▸ About this task
Output exactly those lines of the data that lie between the line containing "Target: finger" and the final line, both ends counted.

▸ Records shown
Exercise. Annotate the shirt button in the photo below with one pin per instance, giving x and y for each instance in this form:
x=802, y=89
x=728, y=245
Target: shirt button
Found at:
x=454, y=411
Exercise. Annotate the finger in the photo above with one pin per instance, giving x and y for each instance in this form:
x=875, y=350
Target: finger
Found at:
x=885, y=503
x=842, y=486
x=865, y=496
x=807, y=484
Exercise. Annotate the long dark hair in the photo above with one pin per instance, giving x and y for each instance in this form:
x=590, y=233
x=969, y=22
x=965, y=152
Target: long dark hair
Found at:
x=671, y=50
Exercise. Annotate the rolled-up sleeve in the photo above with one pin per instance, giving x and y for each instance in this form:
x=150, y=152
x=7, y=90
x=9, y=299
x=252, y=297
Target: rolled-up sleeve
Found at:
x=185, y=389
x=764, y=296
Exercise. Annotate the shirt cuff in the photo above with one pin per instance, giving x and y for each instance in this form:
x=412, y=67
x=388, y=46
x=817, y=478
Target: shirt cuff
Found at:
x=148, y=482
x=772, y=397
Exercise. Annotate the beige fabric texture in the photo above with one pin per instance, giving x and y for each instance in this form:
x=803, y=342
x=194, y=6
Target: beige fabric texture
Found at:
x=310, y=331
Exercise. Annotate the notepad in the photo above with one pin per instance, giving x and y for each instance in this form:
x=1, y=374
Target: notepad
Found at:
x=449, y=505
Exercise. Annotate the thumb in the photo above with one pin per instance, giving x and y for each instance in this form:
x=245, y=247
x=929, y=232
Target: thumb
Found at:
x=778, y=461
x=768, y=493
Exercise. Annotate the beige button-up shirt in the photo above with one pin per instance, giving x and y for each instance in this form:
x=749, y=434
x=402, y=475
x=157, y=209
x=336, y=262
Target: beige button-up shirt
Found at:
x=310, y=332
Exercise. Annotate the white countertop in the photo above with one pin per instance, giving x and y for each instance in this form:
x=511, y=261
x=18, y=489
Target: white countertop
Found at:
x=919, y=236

▸ Answer area
Target: finger
Found at:
x=885, y=503
x=842, y=486
x=865, y=496
x=807, y=484
Exercise. Annotate the long dark hair in the photo above with one pin per instance, giving x and y for each instance in this form:
x=590, y=233
x=969, y=22
x=965, y=152
Target: long dark hair
Found at:
x=671, y=50
Exercise. Annotate the rolled-up sleeve in the photo above with one pin per instance, giving x and y for each instance in this form:
x=150, y=152
x=7, y=90
x=9, y=299
x=252, y=297
Target: rolled-up sleeve
Found at:
x=185, y=389
x=764, y=296
Exercise. Annotate the shirt cuff in the photo above with one pin per instance, giving x and y for each instance in this form:
x=412, y=67
x=388, y=46
x=817, y=478
Target: shirt cuff
Found at:
x=148, y=482
x=772, y=397
Exercise. Annotate the beige fabric texture in the photo above with one pin per instance, giving x and y for each instance in this form:
x=803, y=342
x=194, y=6
Target: beige fabric texture
Found at:
x=310, y=331
Exercise. Annotate the notepad in the photo above with one pin per instance, giving x and y for each instance in this form:
x=1, y=374
Target: notepad
Found at:
x=449, y=505
Exercise. Annotate the thumb in the photo above with one pin per instance, giving x and y for each instance in this form:
x=245, y=247
x=929, y=232
Target: thumb
Found at:
x=778, y=461
x=768, y=493
Exercise. Annotate the beige button-up shirt in the photo above with one pin per instance, giving x and y for each instance in this form:
x=749, y=434
x=402, y=475
x=157, y=209
x=336, y=262
Target: beige button-up shirt
Found at:
x=310, y=332
Exercise. Annotate the white countertop in the photo above with one pin per instance, giving x and y for each instance in this form:
x=511, y=261
x=18, y=489
Target: white countertop
Found at:
x=919, y=236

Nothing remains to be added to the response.